_Kaynak Metin_.

● ● ●

Minaslı, (2009) 7. Sınıf ‘’Maddenin Yapısı ve Özellikleri’’ ünitesinde yer alan ‘’Atomun Yapısı’’, ‘’Elektronların Dizilimi ve Kimyasal Özellikler’’, ‘’Kimyasal Bağ’’, ‘’Bileşikler ve Formülleri’’ konu kazanımlarının simülasyon tekniğiyle öğretiminin öğrenci başarısına, kavram yanılgısının kaldırılmasına ve akılda kalıcılığa etkisini incelemiş, ‘’Ön Test-Son Test, Kontrol-Deney Grubu’’ modellerini kullanarak hazırladığı simülasyon model yöntemi ile yapılan öğretimin geleneksel öğretim modeline göre daha başarılı olduğu sonucuna ulaşmıştır.
Teke, (2010) 2009-2010 eğitim öğretim yılında Konya İli Seydişehir İlçesinin 7. Sınıflarında öğrenim gören 70 öğrenci ile yaptığı ve 5 hafta süren çalışmasında, Fen Bilimleri dersinde “Vücudumuzdaki Sistemler” adlı ünitenin geleneksel yöntem ve simülasyon yöntemi ile öğretimini karşılaştırmış, modern yöntemin yani simülasyon yönteminin geleneksel yönteme göre öğrenci erişilerini artırmada daha başarılı olduğu sonucuna varmıştır.

● ● ●

_Veri Satırları_.
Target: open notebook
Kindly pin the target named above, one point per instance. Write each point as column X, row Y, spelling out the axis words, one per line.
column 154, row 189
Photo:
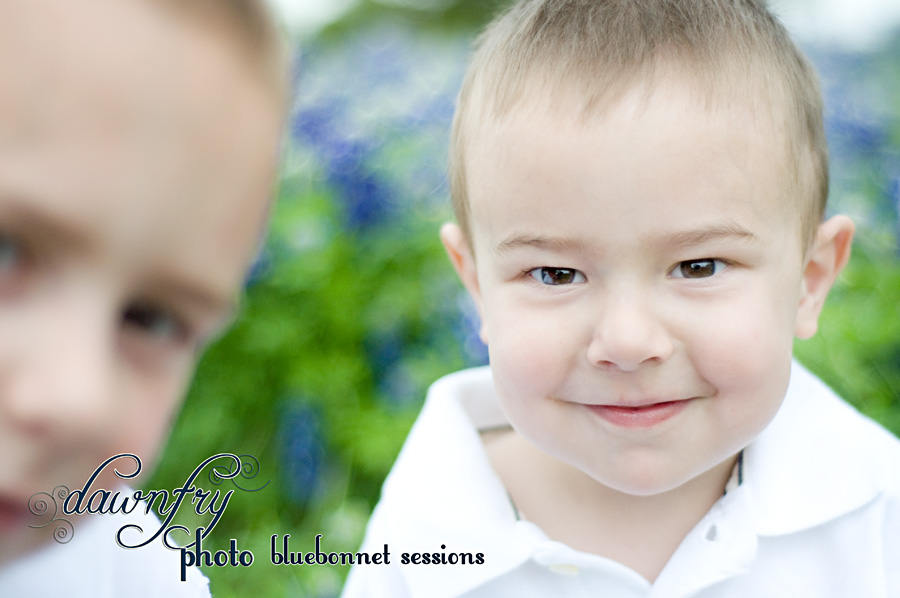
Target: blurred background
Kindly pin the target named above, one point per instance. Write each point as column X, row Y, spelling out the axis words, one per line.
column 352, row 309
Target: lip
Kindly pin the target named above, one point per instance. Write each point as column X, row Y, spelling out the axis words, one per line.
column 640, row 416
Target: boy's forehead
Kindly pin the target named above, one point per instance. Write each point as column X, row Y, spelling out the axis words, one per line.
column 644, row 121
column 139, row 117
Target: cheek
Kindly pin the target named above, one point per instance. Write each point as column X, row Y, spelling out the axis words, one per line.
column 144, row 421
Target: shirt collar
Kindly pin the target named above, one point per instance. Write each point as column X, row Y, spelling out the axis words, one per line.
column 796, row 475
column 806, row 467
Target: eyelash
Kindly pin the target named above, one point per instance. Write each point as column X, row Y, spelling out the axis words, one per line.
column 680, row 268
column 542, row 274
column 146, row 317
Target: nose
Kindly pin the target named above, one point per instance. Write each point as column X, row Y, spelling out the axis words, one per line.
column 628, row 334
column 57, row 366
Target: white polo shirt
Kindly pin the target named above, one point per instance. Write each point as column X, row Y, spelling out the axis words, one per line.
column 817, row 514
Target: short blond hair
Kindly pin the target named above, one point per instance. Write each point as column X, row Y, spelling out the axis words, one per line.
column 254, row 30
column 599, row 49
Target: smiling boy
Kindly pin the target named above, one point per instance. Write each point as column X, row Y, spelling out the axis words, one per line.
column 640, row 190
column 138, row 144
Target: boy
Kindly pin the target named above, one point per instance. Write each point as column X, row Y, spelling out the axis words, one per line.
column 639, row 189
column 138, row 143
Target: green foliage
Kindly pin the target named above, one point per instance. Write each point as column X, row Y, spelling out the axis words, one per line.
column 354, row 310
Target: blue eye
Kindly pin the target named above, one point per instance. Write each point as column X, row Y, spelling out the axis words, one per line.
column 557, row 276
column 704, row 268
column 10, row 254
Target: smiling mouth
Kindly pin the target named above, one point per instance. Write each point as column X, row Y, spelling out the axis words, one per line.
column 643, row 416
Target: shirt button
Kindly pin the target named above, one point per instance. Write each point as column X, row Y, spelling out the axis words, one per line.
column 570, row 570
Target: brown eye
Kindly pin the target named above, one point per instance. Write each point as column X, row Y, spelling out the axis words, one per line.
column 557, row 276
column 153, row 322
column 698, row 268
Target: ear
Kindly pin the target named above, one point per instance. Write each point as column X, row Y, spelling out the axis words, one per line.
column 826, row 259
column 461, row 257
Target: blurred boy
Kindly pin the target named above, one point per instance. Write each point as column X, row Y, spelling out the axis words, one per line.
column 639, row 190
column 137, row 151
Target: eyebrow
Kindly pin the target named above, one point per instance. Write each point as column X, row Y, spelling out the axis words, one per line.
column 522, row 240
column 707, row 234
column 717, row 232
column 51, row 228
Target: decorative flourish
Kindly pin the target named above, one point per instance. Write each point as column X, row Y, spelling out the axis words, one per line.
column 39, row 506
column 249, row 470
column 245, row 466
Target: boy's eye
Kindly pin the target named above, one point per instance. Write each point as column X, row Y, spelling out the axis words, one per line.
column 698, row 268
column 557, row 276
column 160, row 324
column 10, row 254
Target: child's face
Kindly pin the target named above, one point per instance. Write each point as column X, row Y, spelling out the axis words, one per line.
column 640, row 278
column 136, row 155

● ● ●

_Alıştırma Görevleri_.
A) Simülasyonla öğretime dair metne göre Teke'nin çalışması kaç hafta sürmüştür?
B) Simülasyonla öğretime dair metni son cümlesinden sonra devam ettirin.

_Sıralı Yanıtlar_.
A) 5 hafta.

B)
Pekdağ, (2010) Kimya öğretiminde alternatif yollar içeren çalışmasını hazırlarken öğrencilere bilgiyi sunmak için animasyon, simülasyon, video ve multimedya araçlarını kullanmıştır. Bu teknolojik araçların internet bağlantısıyla desteklenmesi sonucunda gerçekleşen Kimya öğretiminin öğrencilerdeki etkilerini araştırmıştır. Birçok farklı kaynağın araştırılması ile hazırladığı bu çalışmasında ülkemizde bilişim teknolojilerinin 1988 yılından başlanarak 2010 yılına kadar gelişimini kısaca incelemiştir. Sonuç olarak bilişim teknolojilerinin gelişmesiyle birlikte eğitim öğretim ortamlarının da kalitesinin arttığı, böylelikle kaliteli eğitim öğretimin geliştiği ve daha da gelişeceği fikrini ortaya koymuştur.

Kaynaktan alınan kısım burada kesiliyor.